### Fragmento del texto:
Por otro lado, en su vehemente afán de reemplazar a la bestia negra del feminismo progre, el masculino genérico, el lenguaje no sexista ha invadido el terreno de la sintaxis, convirtiendo el doblete en seña de identidad y banderín de enganche. El “todos y todas” ha desplazado definitivamente al “señoras y señores” de toda la vida, y se le han unido “alumnas y alumnos”, “amigas y amigos”, “vascos y vascas”, “ciudadanos y ciudadanas”, etc. En discursos, mítines y cualquier suerte de alocuciones públicas, no respetar la imposición del doblete resulta hoy casi una grosería. Eso sí, solo en la introducción, porque mantenerlo durante toda la perorata resultaría absolutamente insoportable para el auditorio. Frases como: todos y todas las socias y los socios, tenemos derecho a manifestarnos contrarias y contrarios al nuevo proyecto; ninguna ni ninguno debe permanecer callada ni callado… pueden acabar con la calma del más paciente de los oyentes.
En el lenguaje escrito, parece ser que un inusitado rapto de sentido común ha terminado por relegar el mareante y antiortográfico empleo de barras oblicuas: estimados/as, padres/madres, alumnos/as, profesores/as… una absurda aberración que dificultaba enormemente la lectura de los escritos y hacía prácticamente imposible su recitado. No ha ocurrido lo mismo con la extravagante ocurrencia de emplear impronunciables arrobas, y ello a pesar de que, en la arroba, la o masculina envuelve protectora y paternalista a la a femenina. En todo caso, si el empleo de barras y arrobas en las comunicaciones privadas es cosa de cada cual, en los documentos públicos representa una intolerable desconsideración hacia el ciudadano, pues supone imponer la perspectiva de género por encima de las convenciones ortográficas que permiten la comunicación entre hispanohablantes.

### Datos de localización de regiones a partir de texto:
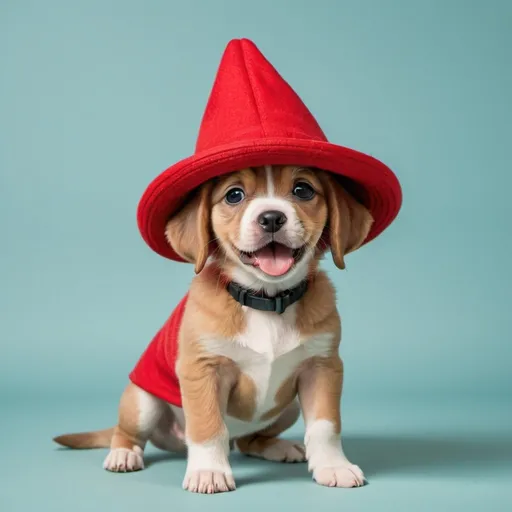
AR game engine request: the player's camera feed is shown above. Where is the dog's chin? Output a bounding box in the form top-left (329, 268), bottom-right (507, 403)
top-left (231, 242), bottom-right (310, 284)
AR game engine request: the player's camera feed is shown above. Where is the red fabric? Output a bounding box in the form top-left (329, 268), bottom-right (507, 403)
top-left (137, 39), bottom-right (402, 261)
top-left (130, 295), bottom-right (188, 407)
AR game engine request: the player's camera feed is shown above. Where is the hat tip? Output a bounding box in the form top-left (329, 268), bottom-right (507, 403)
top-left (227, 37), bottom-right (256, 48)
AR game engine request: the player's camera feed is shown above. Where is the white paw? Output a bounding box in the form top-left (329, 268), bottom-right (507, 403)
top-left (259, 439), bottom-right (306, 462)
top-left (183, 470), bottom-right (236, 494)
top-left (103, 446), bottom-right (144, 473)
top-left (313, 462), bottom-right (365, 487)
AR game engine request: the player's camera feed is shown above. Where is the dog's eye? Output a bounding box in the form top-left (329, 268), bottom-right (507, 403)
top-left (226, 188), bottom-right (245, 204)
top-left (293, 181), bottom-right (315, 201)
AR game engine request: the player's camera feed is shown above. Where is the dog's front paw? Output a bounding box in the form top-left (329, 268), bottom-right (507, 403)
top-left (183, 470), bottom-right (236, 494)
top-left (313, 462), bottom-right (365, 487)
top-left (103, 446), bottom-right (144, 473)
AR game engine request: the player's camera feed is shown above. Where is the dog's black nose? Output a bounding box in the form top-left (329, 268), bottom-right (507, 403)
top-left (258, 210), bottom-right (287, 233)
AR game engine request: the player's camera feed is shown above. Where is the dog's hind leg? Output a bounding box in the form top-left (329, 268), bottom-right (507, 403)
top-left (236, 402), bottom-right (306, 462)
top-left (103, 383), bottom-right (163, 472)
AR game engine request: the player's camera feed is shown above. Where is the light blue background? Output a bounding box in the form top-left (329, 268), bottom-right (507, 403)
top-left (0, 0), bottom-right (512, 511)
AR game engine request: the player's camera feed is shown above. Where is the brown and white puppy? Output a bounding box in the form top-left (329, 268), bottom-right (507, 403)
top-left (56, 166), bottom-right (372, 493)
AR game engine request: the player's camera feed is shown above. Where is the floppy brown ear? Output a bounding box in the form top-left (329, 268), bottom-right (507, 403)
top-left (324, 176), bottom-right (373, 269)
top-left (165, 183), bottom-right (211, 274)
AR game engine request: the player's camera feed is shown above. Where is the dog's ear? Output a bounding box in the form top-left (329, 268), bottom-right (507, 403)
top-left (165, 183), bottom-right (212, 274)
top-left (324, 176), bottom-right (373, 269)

--

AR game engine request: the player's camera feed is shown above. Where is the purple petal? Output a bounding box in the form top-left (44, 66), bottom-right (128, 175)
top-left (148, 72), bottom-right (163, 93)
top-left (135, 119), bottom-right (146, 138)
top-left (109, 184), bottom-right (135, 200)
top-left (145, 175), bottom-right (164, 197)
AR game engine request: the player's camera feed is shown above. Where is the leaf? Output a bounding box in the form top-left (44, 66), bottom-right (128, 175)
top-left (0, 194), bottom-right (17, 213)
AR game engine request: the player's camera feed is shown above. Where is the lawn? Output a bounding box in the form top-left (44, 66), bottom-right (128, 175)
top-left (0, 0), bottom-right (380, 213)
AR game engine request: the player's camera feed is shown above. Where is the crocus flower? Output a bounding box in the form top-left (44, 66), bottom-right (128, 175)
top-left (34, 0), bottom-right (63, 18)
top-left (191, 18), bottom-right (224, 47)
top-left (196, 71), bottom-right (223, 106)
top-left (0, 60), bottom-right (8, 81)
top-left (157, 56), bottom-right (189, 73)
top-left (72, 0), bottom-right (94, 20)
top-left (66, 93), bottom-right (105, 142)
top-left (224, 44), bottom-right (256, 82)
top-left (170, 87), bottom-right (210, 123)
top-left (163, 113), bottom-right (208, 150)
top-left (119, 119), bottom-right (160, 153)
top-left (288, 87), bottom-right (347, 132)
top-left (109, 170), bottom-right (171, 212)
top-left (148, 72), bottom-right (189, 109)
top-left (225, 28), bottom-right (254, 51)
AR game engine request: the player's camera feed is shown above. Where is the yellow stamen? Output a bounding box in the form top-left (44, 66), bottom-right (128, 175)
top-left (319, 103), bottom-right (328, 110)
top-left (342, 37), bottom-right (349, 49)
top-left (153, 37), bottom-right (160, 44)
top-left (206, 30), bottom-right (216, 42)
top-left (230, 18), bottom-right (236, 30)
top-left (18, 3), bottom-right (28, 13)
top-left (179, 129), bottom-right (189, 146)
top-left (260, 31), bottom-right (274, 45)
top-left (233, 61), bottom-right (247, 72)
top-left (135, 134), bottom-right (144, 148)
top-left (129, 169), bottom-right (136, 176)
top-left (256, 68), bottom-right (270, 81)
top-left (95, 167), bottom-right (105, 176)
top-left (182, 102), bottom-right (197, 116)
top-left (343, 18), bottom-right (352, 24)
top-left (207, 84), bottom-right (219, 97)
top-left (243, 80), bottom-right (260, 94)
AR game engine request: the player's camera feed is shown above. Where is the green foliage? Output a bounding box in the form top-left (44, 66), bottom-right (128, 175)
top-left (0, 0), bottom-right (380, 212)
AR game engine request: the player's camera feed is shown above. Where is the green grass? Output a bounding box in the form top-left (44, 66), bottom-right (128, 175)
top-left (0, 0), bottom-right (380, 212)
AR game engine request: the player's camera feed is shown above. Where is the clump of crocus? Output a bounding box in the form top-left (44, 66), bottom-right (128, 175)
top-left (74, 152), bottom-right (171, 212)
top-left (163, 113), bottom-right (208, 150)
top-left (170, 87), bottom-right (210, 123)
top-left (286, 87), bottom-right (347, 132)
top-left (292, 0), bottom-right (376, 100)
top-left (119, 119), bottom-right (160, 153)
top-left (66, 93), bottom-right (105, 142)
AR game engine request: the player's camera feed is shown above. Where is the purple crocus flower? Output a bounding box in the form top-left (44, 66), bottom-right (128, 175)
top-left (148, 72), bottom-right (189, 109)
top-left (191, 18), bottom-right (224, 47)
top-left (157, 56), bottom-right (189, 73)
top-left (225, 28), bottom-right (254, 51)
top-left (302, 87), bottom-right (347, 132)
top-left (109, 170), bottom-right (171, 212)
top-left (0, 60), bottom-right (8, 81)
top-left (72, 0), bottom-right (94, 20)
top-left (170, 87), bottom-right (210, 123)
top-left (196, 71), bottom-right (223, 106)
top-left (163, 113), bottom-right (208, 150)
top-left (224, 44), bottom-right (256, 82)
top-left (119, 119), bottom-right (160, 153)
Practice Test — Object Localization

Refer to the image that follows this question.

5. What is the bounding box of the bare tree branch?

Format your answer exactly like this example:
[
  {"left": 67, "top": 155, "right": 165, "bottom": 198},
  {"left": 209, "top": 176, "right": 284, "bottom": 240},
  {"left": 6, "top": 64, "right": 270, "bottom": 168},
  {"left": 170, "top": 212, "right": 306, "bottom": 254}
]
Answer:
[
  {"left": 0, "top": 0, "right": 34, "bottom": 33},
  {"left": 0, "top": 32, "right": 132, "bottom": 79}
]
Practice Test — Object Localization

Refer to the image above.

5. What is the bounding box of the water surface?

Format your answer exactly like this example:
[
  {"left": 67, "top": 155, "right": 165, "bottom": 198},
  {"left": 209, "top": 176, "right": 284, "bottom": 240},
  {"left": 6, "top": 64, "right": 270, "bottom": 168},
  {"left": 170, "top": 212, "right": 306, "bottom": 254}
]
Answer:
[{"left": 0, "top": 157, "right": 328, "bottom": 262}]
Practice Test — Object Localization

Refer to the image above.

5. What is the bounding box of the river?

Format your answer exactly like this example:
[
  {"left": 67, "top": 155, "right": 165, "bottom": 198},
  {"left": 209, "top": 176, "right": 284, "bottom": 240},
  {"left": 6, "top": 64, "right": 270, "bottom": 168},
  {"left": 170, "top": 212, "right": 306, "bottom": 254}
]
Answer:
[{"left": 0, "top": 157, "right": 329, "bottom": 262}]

---

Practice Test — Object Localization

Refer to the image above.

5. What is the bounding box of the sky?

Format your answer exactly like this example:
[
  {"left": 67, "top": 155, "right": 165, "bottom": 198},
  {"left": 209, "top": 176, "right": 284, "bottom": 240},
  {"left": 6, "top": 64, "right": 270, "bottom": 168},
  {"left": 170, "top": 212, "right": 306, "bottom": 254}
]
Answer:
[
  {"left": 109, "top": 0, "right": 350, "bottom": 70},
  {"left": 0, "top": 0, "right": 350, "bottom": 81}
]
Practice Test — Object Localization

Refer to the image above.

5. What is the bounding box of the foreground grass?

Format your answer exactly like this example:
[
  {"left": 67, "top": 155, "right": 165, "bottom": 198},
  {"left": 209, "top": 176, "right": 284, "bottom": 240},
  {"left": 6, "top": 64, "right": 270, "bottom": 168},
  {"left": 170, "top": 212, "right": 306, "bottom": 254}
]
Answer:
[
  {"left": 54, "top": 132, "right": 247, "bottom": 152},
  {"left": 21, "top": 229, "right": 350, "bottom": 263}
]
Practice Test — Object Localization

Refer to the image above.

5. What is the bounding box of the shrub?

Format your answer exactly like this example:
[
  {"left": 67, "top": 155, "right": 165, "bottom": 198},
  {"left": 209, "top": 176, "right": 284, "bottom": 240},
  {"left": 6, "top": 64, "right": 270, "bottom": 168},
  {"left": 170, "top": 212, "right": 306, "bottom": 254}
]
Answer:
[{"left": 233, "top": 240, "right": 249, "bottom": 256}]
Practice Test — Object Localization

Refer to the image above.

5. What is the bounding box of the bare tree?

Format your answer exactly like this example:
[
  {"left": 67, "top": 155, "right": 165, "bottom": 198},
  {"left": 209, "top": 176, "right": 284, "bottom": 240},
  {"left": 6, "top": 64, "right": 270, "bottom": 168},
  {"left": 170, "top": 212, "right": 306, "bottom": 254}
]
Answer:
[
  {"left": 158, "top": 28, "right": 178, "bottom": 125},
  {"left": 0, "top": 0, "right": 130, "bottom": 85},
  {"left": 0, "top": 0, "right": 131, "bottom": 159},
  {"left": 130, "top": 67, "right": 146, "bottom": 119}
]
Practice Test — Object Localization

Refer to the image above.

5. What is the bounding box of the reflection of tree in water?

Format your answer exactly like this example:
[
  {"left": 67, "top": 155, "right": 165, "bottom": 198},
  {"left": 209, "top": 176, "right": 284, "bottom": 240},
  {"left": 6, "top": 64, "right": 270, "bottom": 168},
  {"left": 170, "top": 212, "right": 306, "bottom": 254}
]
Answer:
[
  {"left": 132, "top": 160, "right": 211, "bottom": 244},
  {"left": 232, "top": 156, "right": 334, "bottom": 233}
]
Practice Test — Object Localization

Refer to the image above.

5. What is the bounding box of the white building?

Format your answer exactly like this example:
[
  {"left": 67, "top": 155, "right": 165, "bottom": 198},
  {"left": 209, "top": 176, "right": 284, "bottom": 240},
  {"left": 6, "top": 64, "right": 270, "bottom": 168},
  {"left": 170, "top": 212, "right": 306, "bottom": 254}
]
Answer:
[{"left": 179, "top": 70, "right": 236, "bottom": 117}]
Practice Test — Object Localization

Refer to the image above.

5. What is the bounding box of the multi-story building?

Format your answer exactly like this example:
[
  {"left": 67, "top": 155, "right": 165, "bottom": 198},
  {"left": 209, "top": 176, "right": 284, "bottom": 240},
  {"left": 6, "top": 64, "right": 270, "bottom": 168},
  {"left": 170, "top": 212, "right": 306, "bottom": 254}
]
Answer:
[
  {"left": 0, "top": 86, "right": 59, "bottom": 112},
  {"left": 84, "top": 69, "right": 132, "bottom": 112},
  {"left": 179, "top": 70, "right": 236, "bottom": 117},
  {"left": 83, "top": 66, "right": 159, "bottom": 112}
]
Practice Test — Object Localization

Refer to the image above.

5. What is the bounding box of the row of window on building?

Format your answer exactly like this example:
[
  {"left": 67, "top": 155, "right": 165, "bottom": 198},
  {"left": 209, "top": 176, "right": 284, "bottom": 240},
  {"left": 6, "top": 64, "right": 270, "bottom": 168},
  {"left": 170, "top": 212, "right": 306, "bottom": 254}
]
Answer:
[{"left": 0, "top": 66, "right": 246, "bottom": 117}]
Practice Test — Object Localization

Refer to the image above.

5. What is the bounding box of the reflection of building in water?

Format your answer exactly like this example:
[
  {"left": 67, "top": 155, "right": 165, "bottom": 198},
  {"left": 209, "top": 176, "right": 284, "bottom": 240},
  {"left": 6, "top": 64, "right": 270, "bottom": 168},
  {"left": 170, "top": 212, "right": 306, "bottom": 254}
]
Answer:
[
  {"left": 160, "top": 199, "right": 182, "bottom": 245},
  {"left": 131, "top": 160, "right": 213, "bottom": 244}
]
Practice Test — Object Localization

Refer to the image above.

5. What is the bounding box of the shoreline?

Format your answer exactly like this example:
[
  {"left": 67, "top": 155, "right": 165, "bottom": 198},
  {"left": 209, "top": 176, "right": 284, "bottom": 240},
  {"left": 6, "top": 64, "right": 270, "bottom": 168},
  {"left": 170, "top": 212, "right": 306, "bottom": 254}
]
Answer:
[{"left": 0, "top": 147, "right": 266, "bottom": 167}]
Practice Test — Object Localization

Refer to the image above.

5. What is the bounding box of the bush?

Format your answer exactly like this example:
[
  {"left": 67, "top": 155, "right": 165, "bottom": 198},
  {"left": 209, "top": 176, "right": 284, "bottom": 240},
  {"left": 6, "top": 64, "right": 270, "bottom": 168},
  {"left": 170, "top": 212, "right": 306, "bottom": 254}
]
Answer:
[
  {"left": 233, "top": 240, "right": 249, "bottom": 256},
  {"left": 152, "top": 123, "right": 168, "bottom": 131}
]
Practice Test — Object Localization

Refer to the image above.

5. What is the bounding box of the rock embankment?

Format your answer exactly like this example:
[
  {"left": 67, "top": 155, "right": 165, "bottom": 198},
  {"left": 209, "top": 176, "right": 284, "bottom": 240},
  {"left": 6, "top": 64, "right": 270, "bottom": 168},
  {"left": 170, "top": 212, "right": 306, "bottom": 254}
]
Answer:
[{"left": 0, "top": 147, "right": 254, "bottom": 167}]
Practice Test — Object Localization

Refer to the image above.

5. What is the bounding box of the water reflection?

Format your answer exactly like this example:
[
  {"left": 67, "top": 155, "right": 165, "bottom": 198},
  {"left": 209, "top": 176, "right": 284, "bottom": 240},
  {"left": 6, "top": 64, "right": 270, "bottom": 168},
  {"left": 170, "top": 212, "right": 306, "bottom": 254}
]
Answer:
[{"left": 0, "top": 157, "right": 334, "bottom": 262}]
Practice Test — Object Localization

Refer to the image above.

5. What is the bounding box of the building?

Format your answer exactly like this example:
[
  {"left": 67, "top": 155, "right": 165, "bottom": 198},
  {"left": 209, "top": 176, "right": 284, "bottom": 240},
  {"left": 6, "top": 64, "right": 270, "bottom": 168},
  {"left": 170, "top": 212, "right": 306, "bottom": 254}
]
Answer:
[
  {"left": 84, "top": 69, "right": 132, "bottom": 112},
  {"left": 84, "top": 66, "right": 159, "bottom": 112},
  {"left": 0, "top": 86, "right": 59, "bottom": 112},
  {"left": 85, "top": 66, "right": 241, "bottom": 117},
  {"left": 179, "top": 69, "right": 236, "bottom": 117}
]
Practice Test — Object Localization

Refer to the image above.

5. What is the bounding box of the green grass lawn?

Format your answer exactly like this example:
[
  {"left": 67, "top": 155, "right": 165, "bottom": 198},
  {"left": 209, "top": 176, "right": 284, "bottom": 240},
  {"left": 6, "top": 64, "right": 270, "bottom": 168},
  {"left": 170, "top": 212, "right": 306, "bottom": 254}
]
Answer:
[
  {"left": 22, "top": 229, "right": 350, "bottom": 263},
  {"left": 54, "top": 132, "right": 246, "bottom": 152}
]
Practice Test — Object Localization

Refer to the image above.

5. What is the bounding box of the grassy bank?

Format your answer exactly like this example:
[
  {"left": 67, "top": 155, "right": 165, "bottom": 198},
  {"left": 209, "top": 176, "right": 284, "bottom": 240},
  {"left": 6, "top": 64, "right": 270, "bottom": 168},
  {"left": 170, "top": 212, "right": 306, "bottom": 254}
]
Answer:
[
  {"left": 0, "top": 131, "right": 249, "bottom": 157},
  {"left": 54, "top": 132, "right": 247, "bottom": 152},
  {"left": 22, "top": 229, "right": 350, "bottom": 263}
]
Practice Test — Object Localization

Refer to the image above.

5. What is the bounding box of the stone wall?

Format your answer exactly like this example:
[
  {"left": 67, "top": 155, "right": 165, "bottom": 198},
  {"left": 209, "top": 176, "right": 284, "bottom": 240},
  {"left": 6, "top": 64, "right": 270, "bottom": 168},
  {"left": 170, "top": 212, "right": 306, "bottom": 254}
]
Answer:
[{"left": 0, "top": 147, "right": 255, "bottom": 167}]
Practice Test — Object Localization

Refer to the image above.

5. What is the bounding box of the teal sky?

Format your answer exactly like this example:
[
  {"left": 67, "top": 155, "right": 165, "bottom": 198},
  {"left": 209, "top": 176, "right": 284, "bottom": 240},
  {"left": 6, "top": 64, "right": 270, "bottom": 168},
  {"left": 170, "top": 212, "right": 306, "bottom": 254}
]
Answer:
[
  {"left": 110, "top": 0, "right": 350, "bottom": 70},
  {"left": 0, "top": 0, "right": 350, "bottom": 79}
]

### Ejercicios:
1. En el texto sobre el lenguaje no sexista, ¿qué fórmula ha desplazado definitivamente al «señoras y señores» de toda la vida?
2. Prolonga el texto sobre el lenguaje no sexista a partir de su última frase.

### Respuestas en orden:
1. El «todos y todas».

2.
[1] Ley 52/2007, de 26 de diciembre, por la que se reconocen y amplían derechos y se establecen medidas en favor de quienes padecieron persecución o violencia durante la guerra civil y la dictadura.
[2] Ley Orgánica 2/2007, de 22 de marzo, para la igualdad efectiva de mujeres y hombres.
[3] Ley Orgánica 2/2010, de 3 de marzo, de salud sexual y reproductiva y de la interrupción voluntaria del embarazo.
[4] Pliegue del párpado superior que cubre la esquina interna del ojo y parte de su lagrimal.
[5] La clasificación de la humanidad en cinco grandes grupos raciales, hoy pasada de moda, se debe al científico alemán Johann Friedrich Blumenbach (1752-1840) padre de la Antropología Física: mongoloides, malayos, americanos, etíopes y caucásicos.
[6] “Subnormales: más de la mitad sin escolarizar”. Titular del diario El País de 23/03/1979.
[7] También llamados sustantivos de género común, son sustantivos que poseen una sola forma para referirse a ambos géneros y, en consecuencia, el género queda determinado por el artículo.